[Passage affiché]
--- --- ---
Peut-être que les Américains auraient alors réfléchi en ce qui concerne BNP Paribas. Mais nous n’avons rien fait. Aujourd’hui, face à l’hégémonisme et à l’extra-territorialité du droit américain, les Européens se retrouvent en ordre dispersé. Pour dire les choses autrement : ils se soumettent. Désormais, dans les directions juridiques des grands groupes français, on applique le droit américain. C’est humiliant, c’est dangereux pour nos industries et c’est régressif sur le plan politique. Il semble que nous ayons oublié toute l’indépendance qui nous avait été restituée, en son temps, par le Général de Gaulle. Ce mouvement, cette prétention américaine a imposer son droit est si violente en France que vous trouvez maintenant des Atlantistes de toujours – je pense à l’ancien député Pierre Lellouche, qui a pris la tête d’une croisade contre la prétention américaine a imposer son droit au monde entier –, des hommes qui se sont publiquement prononcés en faveur de l’invasion américaine de l’Irak, et qui disent à présent : « Stop, trop c’est trop ! »
Nous devons entretenir des liens dans tous les domaines avec la Russie
L.C.D.R. : Comment peut-on, dans ces conditions, convaincre les Russes de revenir dans la famille européenne ?
R.G. : Il faut d’abord mettre en place une politique des petits pas. Il faut recréer de la confiance. Des progrès sur la question du Donbass permettraient sans doute une levée ou, au moins, un assouplissement de sanctions. Je pense que c’est assez facile. Cela passe par une amnistie générale. Par exemple, sur le modèle de celle décidée par la France pour mettre fin à la guerre d’Algérie, alors que beaucoup de crimes avaient été commis de part et d’autre. Cela passe aussi par l’organisation d’élections libres et l’octroi d’une certaine autonomie aux régions concernées. La plupart des gens dans le Donbass n’ont pas envie de parler l’ukrainien, qu’ils n’ont d’ailleurs jamais parlé. Il est ridicule de demander aux habitants de Lougansk et de Donetsk de parler une langue qu’ils ne connaissent pas. Ils ont tout de même le droit de parler leur langue, qui est le russe ! In fine, Moscou doit laisser Kiev reprendre l’administration du Donbass.

L.C.D.R. : Et la Crimée, que devient-elle ?
--- --- ---
[Données enregistrées]

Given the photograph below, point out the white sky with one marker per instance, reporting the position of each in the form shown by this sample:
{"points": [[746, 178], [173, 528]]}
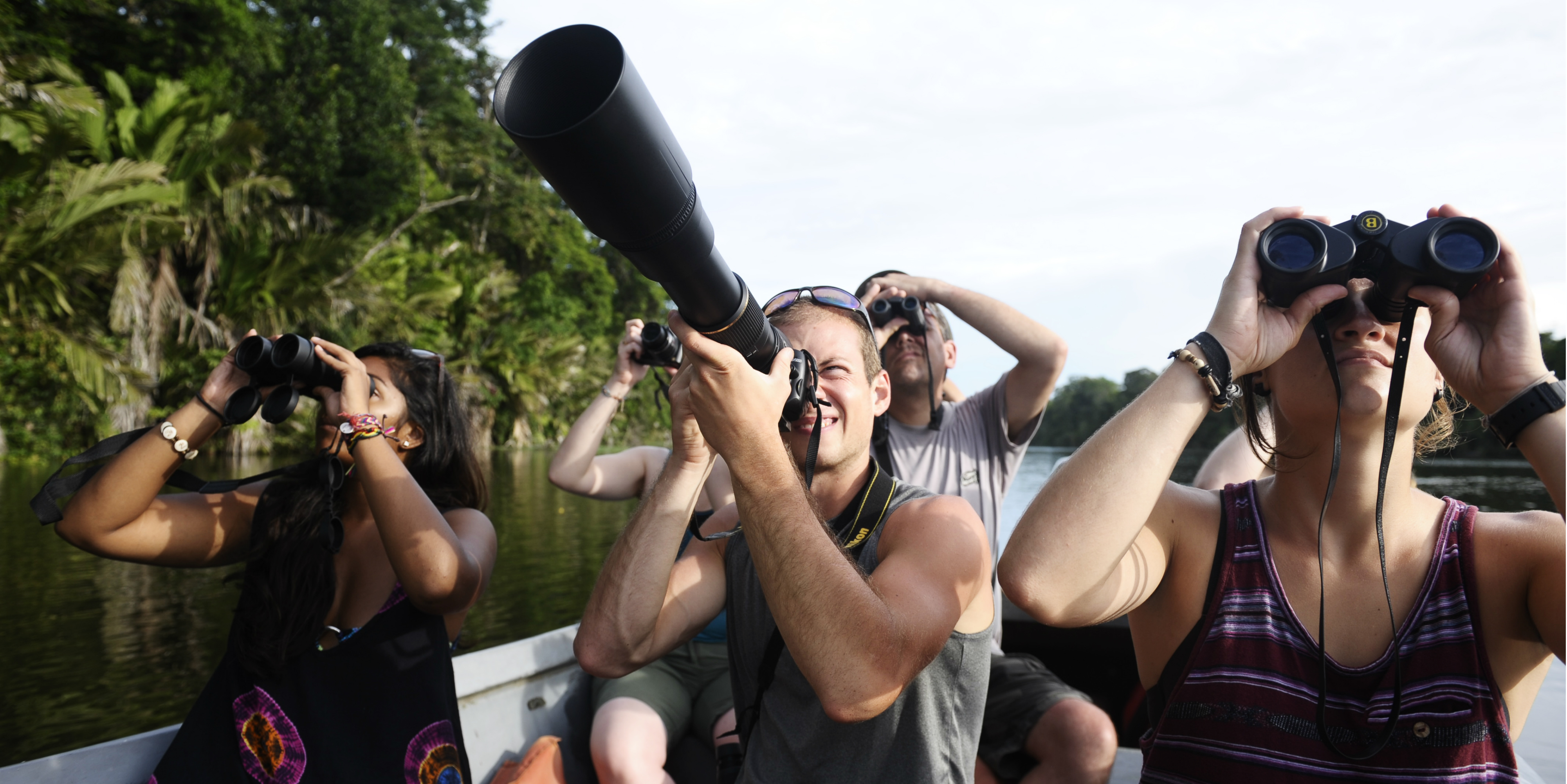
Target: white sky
{"points": [[1090, 164]]}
--- --- ---
[Tâches écrites]
[A] Recopiez sans rien changer l'entretien sur la Russie, de « Nous devons entretenir » à « famille européenne ? ».
[B] D'après l'entretien sur la Russie, sur quel modèle pourrait se faire l'amnistie générale proposée pour le Donbass ?
[C] Prolongez l'entretien sur la Russie à partir de sa dernière ligne.

[Réponses écrites]
[A]
Nous devons entretenir des liens dans tous les domaines avec la Russie
L.C.D.R. : Comment peut-on, dans ces conditions, convaincre les Russes de revenir dans la famille européenne ?

[B] Sur le modèle de celle décidée par la France pour mettre fin à la guerre d'Algérie.

[C]
R.G. : Pour la Crimée, le problème ne se réglera pas avant vingt ou trente ans. Il faudra sans doute demander une nouvelle fois aux habitants de cette région ce qu’ils veulent vraiment. Parfois, dans la diplomatie internationale, il faut savoir mettre certains problèmes sur des étagères, « to shelve » comme disent les Anglais.
Une fois engagée cette diplomatie des petits pas, nous devons restaurer, sur d’autres dossiers, une coopération plus profonde. Je vais vous donner un exemple, qui ne concerne pas la Russie, mais qui illustre l’action diplomatique que nous devons mettre en œuvre avec elle.
La France, le Général de Gaulle l’avait dit, n’était pas favorable à la guerre menée par Israël en 1967 [Guerre des Six Jours, NDLR]. Elle avait alors voté une résolution aux Nations unies demandant que les forces armées de l’État juif se retirent des territoires qu’elles venaient d’occuper. Ce qui n’est toujours pas le cas.
Nous avons donc, nous Français, des points de dissension assez sérieux avec les Israéliens. Mais, par ailleurs, Israël est un pays ami. Nous avons voté pour la création de cet État, nous l’avons aidé à gagner sa guerre d’indépendance et nous lui avons même donné sa bombe atomique !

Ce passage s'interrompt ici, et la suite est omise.